§ GIVEN TASK:
Can you recast each line of the items below as a Markdown table with the columns Row and Line, numbering the rows, skipping blank lines, and leaving out the pictures?

§ DATA EXCERPTS:

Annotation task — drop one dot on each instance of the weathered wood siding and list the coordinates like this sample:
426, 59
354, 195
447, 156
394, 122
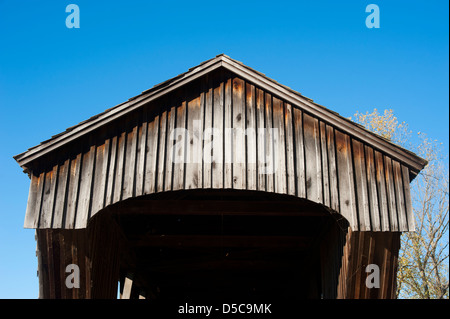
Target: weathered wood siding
221, 132
345, 256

§ SOLVED PROBLEM:
| Row | Line |
|---|---|
| 1 | Annotation task — drop one dot on each instance of the weathered wood siding and list the coordinates like this sample: |
| 2 | 426, 59 |
| 3 | 354, 195 |
| 4 | 447, 156 |
| 5 | 394, 122 |
| 6 | Target: weathered wood siding |
| 7 | 221, 132 |
| 8 | 345, 256 |